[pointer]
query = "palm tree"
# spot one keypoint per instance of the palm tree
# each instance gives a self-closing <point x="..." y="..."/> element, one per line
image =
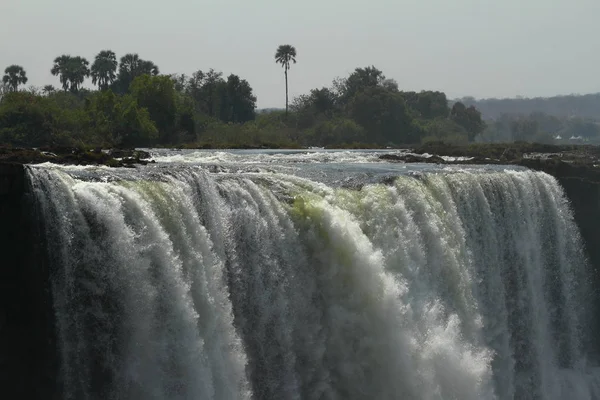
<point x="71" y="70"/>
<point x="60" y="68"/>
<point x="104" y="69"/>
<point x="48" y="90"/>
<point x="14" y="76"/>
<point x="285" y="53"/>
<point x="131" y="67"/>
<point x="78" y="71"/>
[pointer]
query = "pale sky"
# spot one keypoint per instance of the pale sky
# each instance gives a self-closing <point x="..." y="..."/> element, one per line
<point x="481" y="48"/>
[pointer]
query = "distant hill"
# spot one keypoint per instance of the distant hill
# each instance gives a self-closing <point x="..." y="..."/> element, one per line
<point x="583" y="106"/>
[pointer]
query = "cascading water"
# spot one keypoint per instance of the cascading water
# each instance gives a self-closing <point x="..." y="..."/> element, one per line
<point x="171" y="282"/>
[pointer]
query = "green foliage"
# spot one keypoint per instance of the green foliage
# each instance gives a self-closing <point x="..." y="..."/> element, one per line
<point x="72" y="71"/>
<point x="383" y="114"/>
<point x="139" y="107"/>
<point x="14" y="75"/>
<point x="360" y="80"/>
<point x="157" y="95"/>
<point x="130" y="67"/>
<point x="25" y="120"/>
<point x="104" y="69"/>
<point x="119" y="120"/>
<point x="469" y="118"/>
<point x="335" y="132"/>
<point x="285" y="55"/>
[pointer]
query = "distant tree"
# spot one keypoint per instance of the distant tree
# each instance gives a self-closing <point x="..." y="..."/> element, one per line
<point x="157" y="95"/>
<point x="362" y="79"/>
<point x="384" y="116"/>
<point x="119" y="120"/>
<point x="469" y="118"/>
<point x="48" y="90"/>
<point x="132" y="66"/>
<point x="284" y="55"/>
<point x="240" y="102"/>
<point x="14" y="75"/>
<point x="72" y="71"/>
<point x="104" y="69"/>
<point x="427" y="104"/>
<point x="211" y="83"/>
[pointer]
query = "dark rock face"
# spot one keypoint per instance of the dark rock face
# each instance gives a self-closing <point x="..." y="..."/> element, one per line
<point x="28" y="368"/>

---

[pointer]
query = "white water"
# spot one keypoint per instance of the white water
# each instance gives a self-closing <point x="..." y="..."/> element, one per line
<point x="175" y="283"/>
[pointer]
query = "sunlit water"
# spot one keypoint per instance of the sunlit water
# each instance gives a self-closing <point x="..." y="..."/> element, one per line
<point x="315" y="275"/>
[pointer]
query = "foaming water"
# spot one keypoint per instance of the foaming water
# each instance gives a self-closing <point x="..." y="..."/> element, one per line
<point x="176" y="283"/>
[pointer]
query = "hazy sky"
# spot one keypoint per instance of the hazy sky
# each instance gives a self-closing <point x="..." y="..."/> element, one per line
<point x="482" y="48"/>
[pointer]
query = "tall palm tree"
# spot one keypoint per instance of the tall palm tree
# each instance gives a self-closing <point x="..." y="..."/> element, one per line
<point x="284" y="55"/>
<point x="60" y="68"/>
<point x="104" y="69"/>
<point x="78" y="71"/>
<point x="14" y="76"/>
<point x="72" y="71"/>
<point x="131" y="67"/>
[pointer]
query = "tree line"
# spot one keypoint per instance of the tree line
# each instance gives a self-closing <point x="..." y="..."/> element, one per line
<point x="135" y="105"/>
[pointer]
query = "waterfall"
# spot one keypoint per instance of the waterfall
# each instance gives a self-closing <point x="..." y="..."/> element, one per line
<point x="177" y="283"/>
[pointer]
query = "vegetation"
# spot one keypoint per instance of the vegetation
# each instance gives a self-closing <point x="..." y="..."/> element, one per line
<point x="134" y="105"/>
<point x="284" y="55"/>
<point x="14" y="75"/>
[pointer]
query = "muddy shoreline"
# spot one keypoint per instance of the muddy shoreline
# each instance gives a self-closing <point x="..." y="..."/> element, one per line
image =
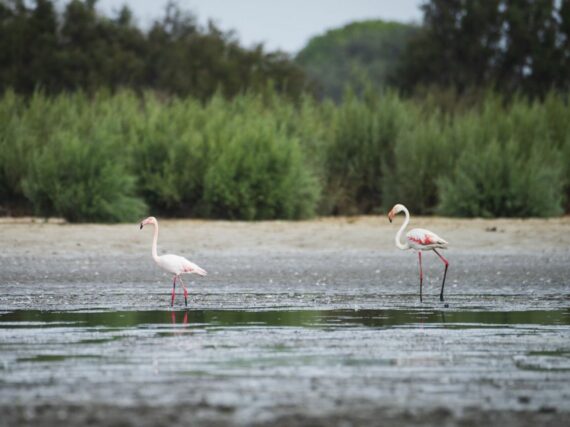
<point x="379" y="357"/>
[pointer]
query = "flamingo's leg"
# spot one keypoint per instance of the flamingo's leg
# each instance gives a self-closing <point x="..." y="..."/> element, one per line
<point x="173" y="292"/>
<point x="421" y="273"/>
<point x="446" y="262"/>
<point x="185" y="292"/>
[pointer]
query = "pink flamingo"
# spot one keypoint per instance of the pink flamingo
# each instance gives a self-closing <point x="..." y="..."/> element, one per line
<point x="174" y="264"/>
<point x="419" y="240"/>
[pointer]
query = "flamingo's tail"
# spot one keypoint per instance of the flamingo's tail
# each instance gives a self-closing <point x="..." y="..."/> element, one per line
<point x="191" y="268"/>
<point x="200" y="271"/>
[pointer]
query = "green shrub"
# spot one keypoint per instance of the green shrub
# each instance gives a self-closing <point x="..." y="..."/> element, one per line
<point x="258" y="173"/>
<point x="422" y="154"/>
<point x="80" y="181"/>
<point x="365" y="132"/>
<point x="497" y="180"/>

--

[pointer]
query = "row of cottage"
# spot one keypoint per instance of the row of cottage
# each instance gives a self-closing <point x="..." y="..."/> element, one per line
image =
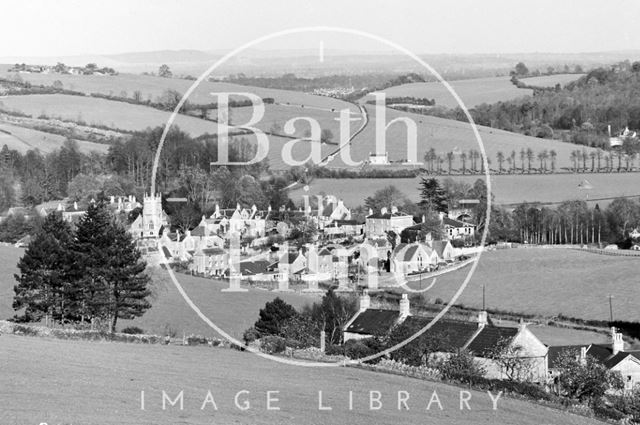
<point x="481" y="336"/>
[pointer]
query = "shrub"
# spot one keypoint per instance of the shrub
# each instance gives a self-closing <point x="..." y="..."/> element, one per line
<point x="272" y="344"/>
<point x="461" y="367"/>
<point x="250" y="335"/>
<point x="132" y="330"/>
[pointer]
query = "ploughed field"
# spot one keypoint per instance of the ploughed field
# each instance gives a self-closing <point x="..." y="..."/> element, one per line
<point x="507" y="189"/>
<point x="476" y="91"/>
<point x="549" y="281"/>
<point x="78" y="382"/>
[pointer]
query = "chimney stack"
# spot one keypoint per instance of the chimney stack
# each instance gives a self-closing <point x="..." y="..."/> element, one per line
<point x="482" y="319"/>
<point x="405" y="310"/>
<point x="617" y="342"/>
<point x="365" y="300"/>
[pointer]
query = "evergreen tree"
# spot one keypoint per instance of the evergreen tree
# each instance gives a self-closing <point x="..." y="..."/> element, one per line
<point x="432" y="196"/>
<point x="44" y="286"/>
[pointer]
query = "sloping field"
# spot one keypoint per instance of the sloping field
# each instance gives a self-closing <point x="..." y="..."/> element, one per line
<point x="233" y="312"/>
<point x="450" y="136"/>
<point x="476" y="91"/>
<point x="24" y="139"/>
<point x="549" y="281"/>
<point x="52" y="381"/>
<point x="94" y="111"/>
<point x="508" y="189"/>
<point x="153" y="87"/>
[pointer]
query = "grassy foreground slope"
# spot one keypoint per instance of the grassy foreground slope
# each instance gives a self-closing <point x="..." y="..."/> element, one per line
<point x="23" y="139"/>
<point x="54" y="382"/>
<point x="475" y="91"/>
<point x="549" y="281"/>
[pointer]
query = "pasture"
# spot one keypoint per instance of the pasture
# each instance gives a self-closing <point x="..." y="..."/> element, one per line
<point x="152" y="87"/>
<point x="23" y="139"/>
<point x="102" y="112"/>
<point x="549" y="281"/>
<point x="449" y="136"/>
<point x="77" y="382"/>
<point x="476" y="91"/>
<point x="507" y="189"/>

DIRECTIONS FOR THIS TASK
Please gather each line of the material above that contains the word "grassy". Case counts.

RESPONSE TO THE TASK
query = "grassy foreground slope"
# spot one keypoint per instance of the grassy foreground slope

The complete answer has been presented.